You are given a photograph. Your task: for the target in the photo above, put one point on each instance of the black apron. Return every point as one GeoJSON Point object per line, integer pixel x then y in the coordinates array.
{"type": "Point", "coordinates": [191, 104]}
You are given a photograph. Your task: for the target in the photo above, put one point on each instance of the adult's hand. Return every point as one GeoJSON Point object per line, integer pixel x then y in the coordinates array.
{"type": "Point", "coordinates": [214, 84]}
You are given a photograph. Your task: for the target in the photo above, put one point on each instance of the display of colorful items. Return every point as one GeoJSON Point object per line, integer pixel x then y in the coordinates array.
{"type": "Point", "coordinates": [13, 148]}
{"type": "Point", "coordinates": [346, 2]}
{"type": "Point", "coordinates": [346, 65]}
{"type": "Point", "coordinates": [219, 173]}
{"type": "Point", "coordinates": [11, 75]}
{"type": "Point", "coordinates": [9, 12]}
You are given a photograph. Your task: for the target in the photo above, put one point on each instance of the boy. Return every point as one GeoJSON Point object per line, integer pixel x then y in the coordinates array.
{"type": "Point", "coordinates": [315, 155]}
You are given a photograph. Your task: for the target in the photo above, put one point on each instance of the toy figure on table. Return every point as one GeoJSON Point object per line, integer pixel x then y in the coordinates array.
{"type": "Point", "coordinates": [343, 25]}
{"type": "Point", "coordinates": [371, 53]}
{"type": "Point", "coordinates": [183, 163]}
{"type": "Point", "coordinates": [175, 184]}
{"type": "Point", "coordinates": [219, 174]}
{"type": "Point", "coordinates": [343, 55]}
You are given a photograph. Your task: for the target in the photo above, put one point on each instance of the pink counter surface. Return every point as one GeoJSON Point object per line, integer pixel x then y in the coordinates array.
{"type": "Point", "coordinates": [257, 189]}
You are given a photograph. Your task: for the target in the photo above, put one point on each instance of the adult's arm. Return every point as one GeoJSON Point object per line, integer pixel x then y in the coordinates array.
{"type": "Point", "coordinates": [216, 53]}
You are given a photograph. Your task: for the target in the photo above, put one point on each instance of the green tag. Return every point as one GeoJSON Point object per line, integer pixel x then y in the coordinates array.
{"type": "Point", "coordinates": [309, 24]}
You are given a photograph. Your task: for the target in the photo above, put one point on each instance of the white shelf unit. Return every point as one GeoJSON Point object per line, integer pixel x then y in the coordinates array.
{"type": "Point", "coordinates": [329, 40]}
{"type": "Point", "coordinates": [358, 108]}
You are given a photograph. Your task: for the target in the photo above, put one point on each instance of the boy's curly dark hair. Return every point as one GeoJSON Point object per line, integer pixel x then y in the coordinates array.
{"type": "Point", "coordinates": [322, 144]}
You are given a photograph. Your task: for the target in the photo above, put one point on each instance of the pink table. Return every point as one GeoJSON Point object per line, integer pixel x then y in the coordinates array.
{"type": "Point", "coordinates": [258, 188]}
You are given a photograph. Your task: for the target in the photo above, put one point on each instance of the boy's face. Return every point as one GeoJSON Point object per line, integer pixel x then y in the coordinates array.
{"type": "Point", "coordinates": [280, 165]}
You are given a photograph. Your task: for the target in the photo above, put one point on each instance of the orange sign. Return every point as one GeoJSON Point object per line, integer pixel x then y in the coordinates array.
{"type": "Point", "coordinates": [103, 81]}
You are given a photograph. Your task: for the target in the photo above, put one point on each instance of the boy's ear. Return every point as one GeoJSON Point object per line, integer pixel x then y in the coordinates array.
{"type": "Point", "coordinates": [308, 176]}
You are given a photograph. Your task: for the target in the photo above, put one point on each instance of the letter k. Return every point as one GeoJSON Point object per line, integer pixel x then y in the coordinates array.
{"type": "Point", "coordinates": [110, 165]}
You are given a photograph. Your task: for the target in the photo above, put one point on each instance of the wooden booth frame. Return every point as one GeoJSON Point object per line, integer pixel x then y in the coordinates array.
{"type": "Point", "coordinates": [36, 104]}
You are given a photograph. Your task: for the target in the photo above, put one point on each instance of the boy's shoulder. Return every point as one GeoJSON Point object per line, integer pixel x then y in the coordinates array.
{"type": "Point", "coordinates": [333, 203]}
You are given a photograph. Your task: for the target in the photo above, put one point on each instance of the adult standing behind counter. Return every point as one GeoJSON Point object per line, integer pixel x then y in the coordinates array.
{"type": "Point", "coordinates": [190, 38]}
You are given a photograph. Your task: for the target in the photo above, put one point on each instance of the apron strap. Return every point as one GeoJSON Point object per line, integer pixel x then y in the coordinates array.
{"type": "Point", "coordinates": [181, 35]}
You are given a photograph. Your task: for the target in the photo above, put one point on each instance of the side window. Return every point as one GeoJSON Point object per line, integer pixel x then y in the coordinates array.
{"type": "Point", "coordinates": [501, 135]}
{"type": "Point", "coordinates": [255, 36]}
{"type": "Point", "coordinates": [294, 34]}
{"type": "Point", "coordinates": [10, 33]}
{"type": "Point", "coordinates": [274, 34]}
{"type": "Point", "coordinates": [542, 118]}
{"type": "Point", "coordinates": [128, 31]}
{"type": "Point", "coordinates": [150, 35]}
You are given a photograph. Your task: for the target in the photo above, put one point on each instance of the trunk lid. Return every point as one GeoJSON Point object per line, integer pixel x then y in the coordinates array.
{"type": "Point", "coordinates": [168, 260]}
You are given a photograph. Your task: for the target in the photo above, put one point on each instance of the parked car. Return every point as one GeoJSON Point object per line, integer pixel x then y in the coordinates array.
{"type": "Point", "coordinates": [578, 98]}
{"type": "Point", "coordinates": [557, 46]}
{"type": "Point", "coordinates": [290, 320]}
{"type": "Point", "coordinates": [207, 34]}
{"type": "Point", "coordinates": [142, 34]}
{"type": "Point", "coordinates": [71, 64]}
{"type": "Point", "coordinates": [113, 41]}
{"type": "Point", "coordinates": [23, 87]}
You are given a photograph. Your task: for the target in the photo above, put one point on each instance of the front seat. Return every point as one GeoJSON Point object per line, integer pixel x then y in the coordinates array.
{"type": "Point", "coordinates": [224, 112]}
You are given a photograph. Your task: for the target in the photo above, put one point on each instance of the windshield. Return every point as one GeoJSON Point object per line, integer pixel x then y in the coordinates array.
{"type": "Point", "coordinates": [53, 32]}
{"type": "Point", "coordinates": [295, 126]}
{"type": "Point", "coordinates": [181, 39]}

◆ What this task involves
Each line of the listing must appear in the answer exactly as above.

◆ Answer for the task
You are given a photograph. Your task: for the target in the photo above, put one point on each instance of the black apron. Return every point as one GeoJSON Point object per line, integer pixel x then y in the coordinates array.
{"type": "Point", "coordinates": [191, 104]}
You are given a photograph. Your task: for the target in the photo above, put one point on each instance of the adult's hand. Return every point as one GeoJSON Point object per line, integer pixel x then y in the coordinates array.
{"type": "Point", "coordinates": [214, 84]}
You are given a photograph. Your task: for the target in the photo above, put one point on each instance of the display of colorful items. Return every point as one GeoJSON Point object per line, integer pixel x then y in the coordinates array.
{"type": "Point", "coordinates": [13, 148]}
{"type": "Point", "coordinates": [346, 2]}
{"type": "Point", "coordinates": [346, 65]}
{"type": "Point", "coordinates": [219, 173]}
{"type": "Point", "coordinates": [11, 75]}
{"type": "Point", "coordinates": [9, 12]}
You are given a photograph. Your task: for the target in the photo above, put one point on each instance of the boy. Return every point as one GeoJSON Point object per line, integer pixel x then y in the coordinates array.
{"type": "Point", "coordinates": [315, 155]}
You are given a photograph. Your task: for the target in the photo above, put one point on each instance of the toy figure on table. Return every point as one GeoJSON Point object per line, integer pixel x then y in the coordinates array.
{"type": "Point", "coordinates": [343, 25]}
{"type": "Point", "coordinates": [371, 53]}
{"type": "Point", "coordinates": [183, 163]}
{"type": "Point", "coordinates": [175, 184]}
{"type": "Point", "coordinates": [219, 174]}
{"type": "Point", "coordinates": [343, 55]}
You are given a photograph. Your task: for the target in the photo above, put one point on each instance of the pink counter surface. Return every point as one GeoJSON Point object per line, integer pixel x then y in the coordinates array.
{"type": "Point", "coordinates": [257, 189]}
You are given a photograph. Your task: for the target in the photo above, put one point on each instance of the adult's arm. Return every point as one GeoJSON Point object per line, integer pixel x then y in the coordinates array.
{"type": "Point", "coordinates": [216, 53]}
You are given a photograph. Your task: for the target in the photo above, put one point on each instance of the green tag. Return every point as one GeoJSON Point object per line, integer pixel x then y in the coordinates array.
{"type": "Point", "coordinates": [309, 24]}
You are given a photograph. Your task: for the target in the photo above, put one point on each instance of the white shelf unit. Return every point as one GeoJSON Point object per line, integer pixel x then y in the coordinates array.
{"type": "Point", "coordinates": [329, 40]}
{"type": "Point", "coordinates": [358, 108]}
You are given a photograph. Your task: for the target in the photo above, put one point on each instance of the boy's curly dark hair. Return every point as one GeoJSON Point object per line, integer pixel x then y in the coordinates array.
{"type": "Point", "coordinates": [322, 144]}
You are given a photograph. Your task: for the target in the photo above, put one point on each instance of the pink table. Return every point as one GeoJSON Point object per line, integer pixel x then y in the coordinates array.
{"type": "Point", "coordinates": [258, 188]}
You are given a photograph. Your task: for the target in the photo above, put one point on each instance of the boy's face. Return every point as one GeoJSON Point object per line, integer pixel x then y in the coordinates array.
{"type": "Point", "coordinates": [280, 165]}
You are given a photograph. Your task: for the target in the photo above, put one point on each instance of the orange sign. Return every point as one GeoJSON Point object per line, integer pixel x then y in the coordinates array.
{"type": "Point", "coordinates": [103, 81]}
You are given a photograph. Your task: for the target in the photo above, put one point on each instance of the boy's ear. Return every point as one GeoJSON Point object per line, integer pixel x then y in the coordinates array.
{"type": "Point", "coordinates": [308, 176]}
You are given a photograph. Your task: for the target in the photo above, put one point on each instance of the letter k. Return every point as one GeoJSON Point object per line, integer pixel x then y in the coordinates array.
{"type": "Point", "coordinates": [110, 165]}
You are given a photograph. Your task: for the target in the photo above, put one point on each instance of the wooden booth frame. Return every point as one GeoJSON Point object per line, integer pixel x then y in the coordinates array.
{"type": "Point", "coordinates": [36, 104]}
You are given a photograph. Your task: for the target in the photo above, put one point on each instance of the boy's shoulder. Return every point as one GeoJSON Point object per line, integer pixel x then y in the coordinates array.
{"type": "Point", "coordinates": [333, 203]}
You are given a photograph. Your task: for the target in the photo above, put one point on each instance of the adult standing behind counter. Return every point as one GeoJSON Point object per line, integer pixel x then y in the coordinates array.
{"type": "Point", "coordinates": [190, 38]}
You are given a photograph. Your task: for the target in the photo above, put one point on each instance of the apron strap. Return every point as one GeoJSON Point object per line, integer pixel x then y in the coordinates array.
{"type": "Point", "coordinates": [181, 35]}
You are given a photograph. Your task: for the target in the photo above, put one point on each instance of the side window. Return every point as one GeoJSON Point object per line, integer pixel x then y in the coordinates array.
{"type": "Point", "coordinates": [501, 135]}
{"type": "Point", "coordinates": [255, 36]}
{"type": "Point", "coordinates": [294, 34]}
{"type": "Point", "coordinates": [10, 33]}
{"type": "Point", "coordinates": [274, 34]}
{"type": "Point", "coordinates": [542, 118]}
{"type": "Point", "coordinates": [128, 31]}
{"type": "Point", "coordinates": [150, 35]}
You are given a photograph. Your task: for the target in the photo above, put one point on each instance of the trunk lid. Return every point as one GeoJSON Point object per line, integer pixel x then y in the coordinates array.
{"type": "Point", "coordinates": [168, 260]}
You are given a photograph. Your task: for the target in the photo above, put one point on each instance of the parked car. Return every point as one GeoJSON Point object per line, integer pixel x then y in the coordinates array.
{"type": "Point", "coordinates": [578, 98]}
{"type": "Point", "coordinates": [557, 46]}
{"type": "Point", "coordinates": [290, 320]}
{"type": "Point", "coordinates": [207, 34]}
{"type": "Point", "coordinates": [142, 34]}
{"type": "Point", "coordinates": [71, 64]}
{"type": "Point", "coordinates": [113, 41]}
{"type": "Point", "coordinates": [23, 87]}
You are given a photograph. Your task: for the target in the photo above, put one point on each instance of the front seat. Return every point as one GeoJSON Point object per line, integer pixel x then y in the coordinates array.
{"type": "Point", "coordinates": [224, 112]}
You are given a photograph. Your task: for the target in the photo above, put one point on each instance of the windshield. Return every point as one GeoJSON Point object per line, integer pixel x then y in the coordinates array.
{"type": "Point", "coordinates": [53, 32]}
{"type": "Point", "coordinates": [295, 126]}
{"type": "Point", "coordinates": [181, 39]}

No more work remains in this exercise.